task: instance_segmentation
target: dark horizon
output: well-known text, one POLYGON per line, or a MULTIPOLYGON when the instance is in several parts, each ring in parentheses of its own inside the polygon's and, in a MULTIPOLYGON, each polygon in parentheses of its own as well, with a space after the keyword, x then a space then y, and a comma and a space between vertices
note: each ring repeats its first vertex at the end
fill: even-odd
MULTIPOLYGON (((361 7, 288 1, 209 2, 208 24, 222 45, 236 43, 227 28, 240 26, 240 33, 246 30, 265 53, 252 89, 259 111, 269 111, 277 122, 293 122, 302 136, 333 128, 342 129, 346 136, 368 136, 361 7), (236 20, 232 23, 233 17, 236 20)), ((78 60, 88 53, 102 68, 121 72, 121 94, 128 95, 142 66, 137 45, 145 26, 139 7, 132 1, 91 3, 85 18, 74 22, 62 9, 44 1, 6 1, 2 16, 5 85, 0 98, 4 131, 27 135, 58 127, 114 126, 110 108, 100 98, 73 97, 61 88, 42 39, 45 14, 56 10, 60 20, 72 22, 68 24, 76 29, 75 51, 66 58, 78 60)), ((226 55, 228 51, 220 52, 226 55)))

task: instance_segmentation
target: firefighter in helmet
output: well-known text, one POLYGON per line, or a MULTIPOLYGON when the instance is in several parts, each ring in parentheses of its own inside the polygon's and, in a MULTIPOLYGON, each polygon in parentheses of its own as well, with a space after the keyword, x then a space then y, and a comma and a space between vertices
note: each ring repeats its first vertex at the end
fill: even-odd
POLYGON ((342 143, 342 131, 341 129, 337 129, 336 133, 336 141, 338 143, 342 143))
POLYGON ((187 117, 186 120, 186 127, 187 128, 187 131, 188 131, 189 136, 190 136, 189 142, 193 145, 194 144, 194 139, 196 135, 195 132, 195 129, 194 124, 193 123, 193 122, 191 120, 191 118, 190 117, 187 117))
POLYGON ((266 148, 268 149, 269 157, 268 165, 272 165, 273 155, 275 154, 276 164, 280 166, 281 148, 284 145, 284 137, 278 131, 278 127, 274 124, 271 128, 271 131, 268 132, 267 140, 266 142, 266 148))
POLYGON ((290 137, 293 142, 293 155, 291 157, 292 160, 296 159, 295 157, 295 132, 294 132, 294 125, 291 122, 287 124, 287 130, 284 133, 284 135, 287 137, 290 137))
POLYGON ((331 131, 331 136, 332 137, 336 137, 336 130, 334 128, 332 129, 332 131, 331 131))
###
## TASK TO COMPLETE:
Recast every line of the entries above as a numbered list, leaving out the blank lines.

## SOLUTION TO THE EXERCISE:
1. task: instance_segmentation
2. target: dark horizon
3. output: well-known text, one POLYGON per line, or a MULTIPOLYGON when the instance is in several parts, each ring in parentheses of its own inside the polygon's and, in a MULTIPOLYGON, each polygon in parentheses of its own as well, with a space after the keyword, x then a space then y, and a comma and a space between vertices
4. note: each ring repeats its first vertex at the end
5. fill: even-odd
6. MULTIPOLYGON (((361 7, 288 1, 209 2, 208 24, 222 45, 236 43, 227 28, 240 26, 240 33, 246 30, 265 53, 252 89, 259 111, 269 111, 277 122, 293 122, 302 136, 333 128, 342 129, 346 136, 368 136, 361 7), (236 20, 232 23, 233 17, 236 20)), ((78 60, 88 53, 102 68, 121 72, 121 94, 128 95, 142 66, 137 45, 145 26, 139 7, 132 1, 91 3, 85 18, 74 22, 62 9, 44 1, 6 1, 2 16, 5 85, 0 98, 4 131, 27 135, 58 127, 114 126, 110 108, 100 98, 73 97, 61 88, 42 39, 45 14, 56 10, 60 20, 72 22, 68 24, 76 29, 75 51, 66 58, 78 60)), ((226 55, 228 51, 220 52, 226 55)))
7. task: instance_segmentation
8. target: firefighter in helmet
9. output: well-known text, one POLYGON per line, or a MULTIPOLYGON when the instance is in several parts, each ring in parentheses of its own inside the polygon's and, in a MULTIPOLYGON, each polygon in parentheses of its own as well, with a space after the keyword, x then a space then y, and a comma and a space between vertices
10. note: each ring repeats its first vertex at the end
11. fill: even-odd
12. POLYGON ((342 143, 342 131, 341 129, 337 129, 336 133, 336 141, 338 143, 342 143))
13. POLYGON ((187 117, 186 120, 186 127, 187 128, 187 131, 188 131, 189 136, 190 136, 189 142, 193 145, 194 144, 194 139, 196 135, 195 132, 195 129, 194 124, 193 123, 193 122, 191 120, 191 118, 190 117, 187 117))
14. POLYGON ((266 148, 268 149, 269 157, 268 165, 272 165, 273 155, 275 154, 276 164, 280 166, 281 148, 284 145, 284 137, 278 131, 278 127, 274 124, 271 128, 271 131, 268 132, 267 140, 266 142, 266 148))
15. POLYGON ((290 137, 293 142, 293 155, 291 157, 292 160, 296 159, 295 157, 295 132, 294 132, 294 125, 291 122, 287 124, 287 130, 284 133, 284 135, 287 137, 290 137))
16. POLYGON ((331 131, 331 136, 332 137, 336 137, 336 130, 334 128, 332 129, 332 131, 331 131))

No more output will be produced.